*Supplied text:*
####################

After another long dry spell, NBA basketball is back and what a way to tip the new season off with two marquee games opening the new campaign.
Golden State Warriors game against Oklahoma City Thunder lacked the usual drama that surrounds the matchup since Kevin Durant’s move from Thunder to Golden State.
Durant’s old running mate, the center of attention and close buddy Russell Westbrook missed the game while recovering from surgery to a knee injury, sucked the drama out of the game due to the deep fracture in the pair’s relationship. And there is also the matter of Warriors players getting their Championship rings that dropped from the sky at Oracle Arena.
On the other side of the US, the opening game of the new season was played out between Boston Celtics and Philadelphia Sixers prior to Warriors appearance. Looking at player movement in the offseason majorly LeBron James departure from the conference to Los Angeles Lakers, Boston-Sixers fixture features two thirds of contenders in the conference.
The other third is Toronto Raptors who boosted its chances of making the NBA Finals despite losing multiple All Star DeMar DeRozan. That is down to Manager Masai Ujiri’s brave move to flip DeRozan and Jakob Poeltl for Kawhi Leonard and Danny Green who have a championship winning pedigree to their name.
The latter pair has shown up in dicey games in the postseason in prior years and solves the team’s biggest need DeRozan couldn’t provide.
LeBron’s exit leaves a gaping hole in the conference and further weakens the league’s all ready weak conference turning more eyes to the Western Conference. Boston run away with a comfortable 105-87 win over Philadelphia in a game the Sixers struggled with its shot. The team’s best options had poor shooting displays with Robert Covington converting two of seven attempts from three point range as Dario Saric missed all four attempts. JJ Redick missed six of eight attempts from the same distance en route to a 16 point production in the game.
Quizzed after the game about a growing rivalry between the teams, Sixers Center Joel Embiid disagreed completely with the thought. Talk of a rivalry stems from a heated semifinal playoffs series last season Boston won before falling to Cleveland Cavaliers in Game 7 of the conference finals. But should there be a rivalry? Yes.

####################

*Provided data:*
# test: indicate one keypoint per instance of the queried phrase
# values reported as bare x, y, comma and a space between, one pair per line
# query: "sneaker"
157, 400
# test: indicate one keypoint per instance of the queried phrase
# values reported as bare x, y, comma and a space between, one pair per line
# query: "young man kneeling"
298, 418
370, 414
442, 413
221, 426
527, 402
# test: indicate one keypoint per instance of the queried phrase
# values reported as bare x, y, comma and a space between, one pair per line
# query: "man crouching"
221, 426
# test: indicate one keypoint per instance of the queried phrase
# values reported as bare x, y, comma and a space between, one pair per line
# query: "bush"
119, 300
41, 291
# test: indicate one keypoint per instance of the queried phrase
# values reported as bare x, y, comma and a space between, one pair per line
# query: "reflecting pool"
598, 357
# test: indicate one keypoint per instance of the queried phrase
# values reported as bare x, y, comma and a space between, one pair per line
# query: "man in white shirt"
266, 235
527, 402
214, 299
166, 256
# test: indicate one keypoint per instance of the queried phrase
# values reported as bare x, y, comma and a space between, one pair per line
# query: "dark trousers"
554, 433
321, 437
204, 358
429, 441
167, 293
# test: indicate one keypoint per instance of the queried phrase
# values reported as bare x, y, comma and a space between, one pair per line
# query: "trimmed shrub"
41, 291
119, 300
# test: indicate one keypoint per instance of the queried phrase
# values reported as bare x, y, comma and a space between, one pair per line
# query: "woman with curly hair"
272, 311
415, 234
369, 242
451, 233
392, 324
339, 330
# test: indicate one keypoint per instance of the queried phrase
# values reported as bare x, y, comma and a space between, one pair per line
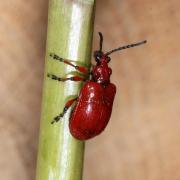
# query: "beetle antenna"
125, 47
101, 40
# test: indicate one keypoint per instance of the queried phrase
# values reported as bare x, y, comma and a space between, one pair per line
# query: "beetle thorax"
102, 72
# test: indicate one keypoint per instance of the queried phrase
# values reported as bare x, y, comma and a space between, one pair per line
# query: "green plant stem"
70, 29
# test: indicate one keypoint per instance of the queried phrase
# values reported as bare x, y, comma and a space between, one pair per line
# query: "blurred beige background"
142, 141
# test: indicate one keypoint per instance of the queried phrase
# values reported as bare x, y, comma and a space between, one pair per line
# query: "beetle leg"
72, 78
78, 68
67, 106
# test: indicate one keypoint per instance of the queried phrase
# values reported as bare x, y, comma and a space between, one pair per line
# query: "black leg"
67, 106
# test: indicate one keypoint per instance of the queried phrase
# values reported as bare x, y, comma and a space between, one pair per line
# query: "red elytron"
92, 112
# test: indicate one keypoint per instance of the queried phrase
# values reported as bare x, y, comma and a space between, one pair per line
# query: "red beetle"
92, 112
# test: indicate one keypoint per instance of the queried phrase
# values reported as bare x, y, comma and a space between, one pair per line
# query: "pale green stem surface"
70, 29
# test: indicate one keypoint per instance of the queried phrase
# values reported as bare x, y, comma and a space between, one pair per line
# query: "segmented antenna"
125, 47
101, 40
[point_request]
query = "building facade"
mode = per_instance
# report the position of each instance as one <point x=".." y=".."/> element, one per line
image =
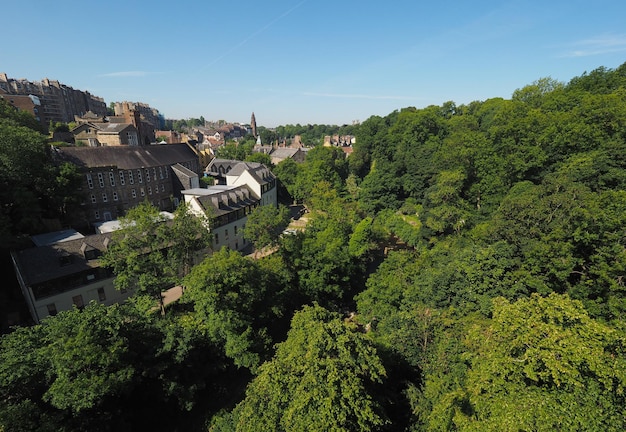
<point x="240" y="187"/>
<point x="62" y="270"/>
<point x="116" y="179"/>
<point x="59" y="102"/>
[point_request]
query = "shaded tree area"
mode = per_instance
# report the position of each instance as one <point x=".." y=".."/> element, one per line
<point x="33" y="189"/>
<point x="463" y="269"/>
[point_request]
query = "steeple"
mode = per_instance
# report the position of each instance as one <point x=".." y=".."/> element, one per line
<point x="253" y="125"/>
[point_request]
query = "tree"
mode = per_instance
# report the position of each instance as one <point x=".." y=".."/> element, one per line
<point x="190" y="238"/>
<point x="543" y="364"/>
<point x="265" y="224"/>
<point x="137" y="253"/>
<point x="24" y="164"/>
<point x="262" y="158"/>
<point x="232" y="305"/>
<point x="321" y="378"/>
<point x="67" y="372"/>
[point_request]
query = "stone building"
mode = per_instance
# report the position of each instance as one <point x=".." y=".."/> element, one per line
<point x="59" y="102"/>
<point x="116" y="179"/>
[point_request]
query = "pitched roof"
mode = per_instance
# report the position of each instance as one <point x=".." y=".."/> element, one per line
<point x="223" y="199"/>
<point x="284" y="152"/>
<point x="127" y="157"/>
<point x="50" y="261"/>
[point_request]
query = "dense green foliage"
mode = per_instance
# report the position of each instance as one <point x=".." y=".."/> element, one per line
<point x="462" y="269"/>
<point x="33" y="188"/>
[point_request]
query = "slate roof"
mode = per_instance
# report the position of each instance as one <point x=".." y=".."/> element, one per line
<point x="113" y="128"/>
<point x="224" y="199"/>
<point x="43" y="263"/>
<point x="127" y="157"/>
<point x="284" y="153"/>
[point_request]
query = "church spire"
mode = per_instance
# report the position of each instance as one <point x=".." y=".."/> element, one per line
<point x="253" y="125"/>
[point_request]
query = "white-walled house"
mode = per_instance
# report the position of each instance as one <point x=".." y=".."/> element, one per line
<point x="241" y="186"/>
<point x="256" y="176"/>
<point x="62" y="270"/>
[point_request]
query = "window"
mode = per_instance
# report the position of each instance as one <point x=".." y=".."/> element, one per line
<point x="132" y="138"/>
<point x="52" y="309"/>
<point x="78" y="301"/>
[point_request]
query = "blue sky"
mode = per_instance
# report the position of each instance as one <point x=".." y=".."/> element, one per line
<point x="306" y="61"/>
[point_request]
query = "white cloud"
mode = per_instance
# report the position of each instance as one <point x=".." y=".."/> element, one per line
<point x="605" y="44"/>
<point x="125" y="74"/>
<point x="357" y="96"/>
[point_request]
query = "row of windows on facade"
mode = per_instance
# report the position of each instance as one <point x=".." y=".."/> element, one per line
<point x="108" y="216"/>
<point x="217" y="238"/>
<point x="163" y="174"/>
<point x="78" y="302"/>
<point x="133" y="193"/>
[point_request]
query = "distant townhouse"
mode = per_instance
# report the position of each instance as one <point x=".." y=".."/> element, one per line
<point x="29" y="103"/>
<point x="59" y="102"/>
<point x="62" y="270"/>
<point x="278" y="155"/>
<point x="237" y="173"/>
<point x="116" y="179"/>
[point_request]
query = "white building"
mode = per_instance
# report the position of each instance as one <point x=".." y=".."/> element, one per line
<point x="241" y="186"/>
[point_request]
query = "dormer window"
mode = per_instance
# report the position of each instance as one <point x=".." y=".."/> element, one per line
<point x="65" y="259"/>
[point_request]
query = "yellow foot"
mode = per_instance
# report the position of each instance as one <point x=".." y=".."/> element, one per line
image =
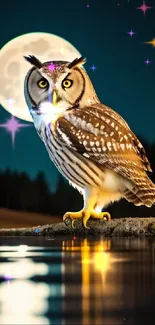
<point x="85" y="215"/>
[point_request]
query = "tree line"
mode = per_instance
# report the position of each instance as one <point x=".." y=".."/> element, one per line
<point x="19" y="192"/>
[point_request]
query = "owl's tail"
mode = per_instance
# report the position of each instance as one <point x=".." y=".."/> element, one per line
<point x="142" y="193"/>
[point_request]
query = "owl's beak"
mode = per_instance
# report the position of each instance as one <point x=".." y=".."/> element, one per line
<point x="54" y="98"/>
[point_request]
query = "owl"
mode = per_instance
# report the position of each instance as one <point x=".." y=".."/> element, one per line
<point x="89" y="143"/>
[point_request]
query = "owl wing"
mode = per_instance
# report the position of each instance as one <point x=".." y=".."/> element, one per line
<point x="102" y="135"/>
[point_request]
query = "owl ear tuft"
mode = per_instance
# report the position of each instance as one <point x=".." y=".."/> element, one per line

####################

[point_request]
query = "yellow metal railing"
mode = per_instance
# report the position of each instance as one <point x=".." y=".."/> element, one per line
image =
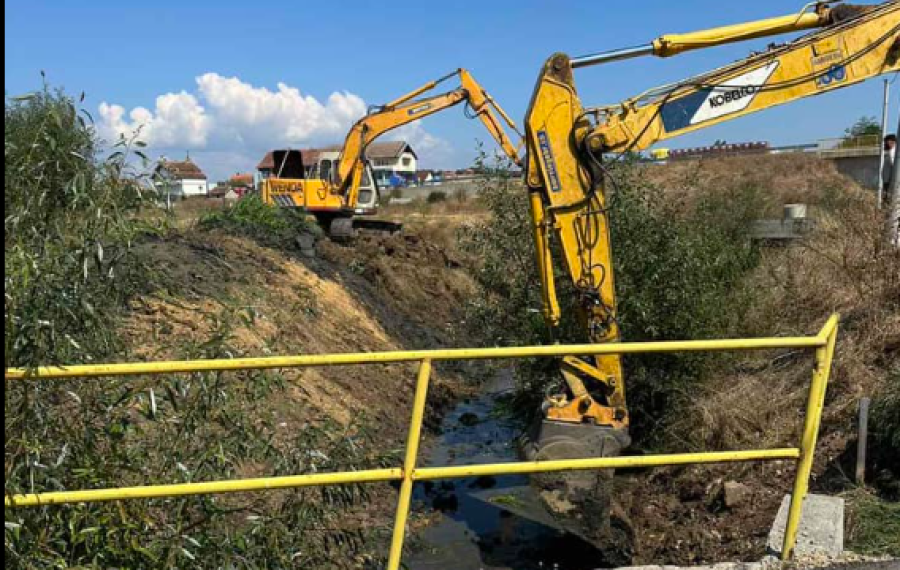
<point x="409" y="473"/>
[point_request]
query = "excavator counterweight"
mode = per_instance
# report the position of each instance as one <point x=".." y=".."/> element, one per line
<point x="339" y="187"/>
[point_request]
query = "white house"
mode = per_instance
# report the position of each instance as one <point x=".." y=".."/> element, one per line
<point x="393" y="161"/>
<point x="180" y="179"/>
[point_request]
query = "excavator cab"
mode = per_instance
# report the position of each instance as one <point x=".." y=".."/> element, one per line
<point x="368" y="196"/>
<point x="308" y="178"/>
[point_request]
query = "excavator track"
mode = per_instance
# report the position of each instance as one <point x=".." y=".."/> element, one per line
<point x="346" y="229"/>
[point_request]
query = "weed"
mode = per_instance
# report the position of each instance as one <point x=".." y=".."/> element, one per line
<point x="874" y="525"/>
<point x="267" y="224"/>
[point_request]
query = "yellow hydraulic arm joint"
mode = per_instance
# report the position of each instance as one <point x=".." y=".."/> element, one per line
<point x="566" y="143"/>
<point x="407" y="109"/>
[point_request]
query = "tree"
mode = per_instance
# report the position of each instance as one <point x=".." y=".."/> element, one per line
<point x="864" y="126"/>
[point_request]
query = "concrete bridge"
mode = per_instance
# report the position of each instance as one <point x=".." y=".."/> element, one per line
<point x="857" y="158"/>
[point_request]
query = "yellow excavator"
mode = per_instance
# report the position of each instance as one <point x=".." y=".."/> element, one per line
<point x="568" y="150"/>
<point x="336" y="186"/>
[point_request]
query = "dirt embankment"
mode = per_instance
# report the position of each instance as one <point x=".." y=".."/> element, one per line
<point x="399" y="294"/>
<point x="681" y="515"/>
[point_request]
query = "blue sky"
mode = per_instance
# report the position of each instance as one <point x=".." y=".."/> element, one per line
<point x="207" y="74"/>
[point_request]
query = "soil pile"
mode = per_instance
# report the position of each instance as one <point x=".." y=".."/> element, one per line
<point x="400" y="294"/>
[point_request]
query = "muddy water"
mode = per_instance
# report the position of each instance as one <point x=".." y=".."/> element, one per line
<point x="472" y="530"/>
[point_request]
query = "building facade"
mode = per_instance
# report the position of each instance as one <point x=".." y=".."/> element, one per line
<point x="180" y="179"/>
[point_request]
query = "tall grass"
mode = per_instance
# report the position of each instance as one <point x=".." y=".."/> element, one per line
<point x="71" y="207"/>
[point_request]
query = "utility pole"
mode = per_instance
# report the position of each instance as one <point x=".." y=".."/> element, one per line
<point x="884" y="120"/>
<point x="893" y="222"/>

####################

*Problem set:*
1. In the article on the NBA season opener, condense the paragraph beginning "LeBron's exit leaves a gaping hole" into a bulleted list that keeps its main facts.
2. Pick up the article on the NBA season opener after its final sentence and continue it.

*Answers for each item:*
1.
- LeBron James's exit leaves a gaping hole in the conference, weakens an already weak conference, and turns more attention to the Western Conference.
- Boston beat Philadelphia 105-87 in a comfortable win as the Sixers struggled with their shooting.
- Robert Covington made two of seven three-point attempts.
- Dario Saric missed all four of his three-point attempts.
- JJ Redick missed six of eight three-point attempts and finished with 16 points.

2.
For starters, the ingredients are there to make a rivalry very plausible especially when there is history of rivalry between the two.
Wilt Chamberlain and Bill Russell headlined Sixers and Boston’s great run in the NBA’s early years forging the foundation of what led to Larry Bird and Julius “Dr. J” Irving’s run while headlining the franchises in the mid 1980’s. Chamberlain was a scoring machine who opened the league up with his size and dominant numbers while Russell stopped everyone and everything on defense while doing so as a consummate teammate.
After a fallow period of playoff-less runs and extensive rebuilds, both teams are on a path to great levels the Warriors and Houston Rockets are on and Cleveland Cavaliers, San Antonio Spurs and Miami Heat were on around the same time which has a grand potential for both teams to peak around the same time. As great as Michael Jordan’s Chicago Bulls rivalry with Isiah Thomas’ Detroit Pistons, it didn’t last beyond four seasons due to the gap in timelines.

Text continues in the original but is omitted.